══ Records shown ══

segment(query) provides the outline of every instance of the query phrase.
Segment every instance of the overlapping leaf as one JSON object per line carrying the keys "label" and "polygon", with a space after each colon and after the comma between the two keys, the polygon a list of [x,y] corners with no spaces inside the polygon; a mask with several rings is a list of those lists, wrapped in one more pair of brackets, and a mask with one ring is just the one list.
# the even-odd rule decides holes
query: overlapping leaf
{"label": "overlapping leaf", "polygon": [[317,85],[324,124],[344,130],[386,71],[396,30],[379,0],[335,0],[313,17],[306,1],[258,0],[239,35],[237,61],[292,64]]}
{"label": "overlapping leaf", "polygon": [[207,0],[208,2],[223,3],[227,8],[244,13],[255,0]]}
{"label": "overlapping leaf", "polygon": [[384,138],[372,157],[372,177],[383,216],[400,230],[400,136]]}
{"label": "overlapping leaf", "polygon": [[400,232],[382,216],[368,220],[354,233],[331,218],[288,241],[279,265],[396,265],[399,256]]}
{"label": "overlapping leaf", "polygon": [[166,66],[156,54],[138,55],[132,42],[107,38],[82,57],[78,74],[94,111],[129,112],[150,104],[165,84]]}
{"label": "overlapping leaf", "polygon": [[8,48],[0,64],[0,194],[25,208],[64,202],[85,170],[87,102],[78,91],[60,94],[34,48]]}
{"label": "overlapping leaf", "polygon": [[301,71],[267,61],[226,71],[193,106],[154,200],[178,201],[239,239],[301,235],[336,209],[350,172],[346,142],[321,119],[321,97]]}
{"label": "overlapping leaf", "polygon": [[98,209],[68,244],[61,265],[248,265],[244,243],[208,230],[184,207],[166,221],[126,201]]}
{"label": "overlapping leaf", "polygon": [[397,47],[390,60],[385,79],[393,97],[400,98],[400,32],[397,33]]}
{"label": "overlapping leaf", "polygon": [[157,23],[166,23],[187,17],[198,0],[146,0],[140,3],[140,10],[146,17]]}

═══

### Task objective
Write down again the exact lines running from the beginning of the data to the line containing "Segment every instance", with both ends included.

### Exercise output
segment(query) provides the outline of every instance of the query phrase.
Segment every instance of the overlapping leaf as one JSON object per line carrying the keys "label" and "polygon", with a space after each colon and after the comma between the two keys, the polygon a list of [x,y] corners with no spaces inside the polygon; a mask with several rings is a list of those lists, wrapped in one more pair of brackets, and a mask with one ring is just the one list.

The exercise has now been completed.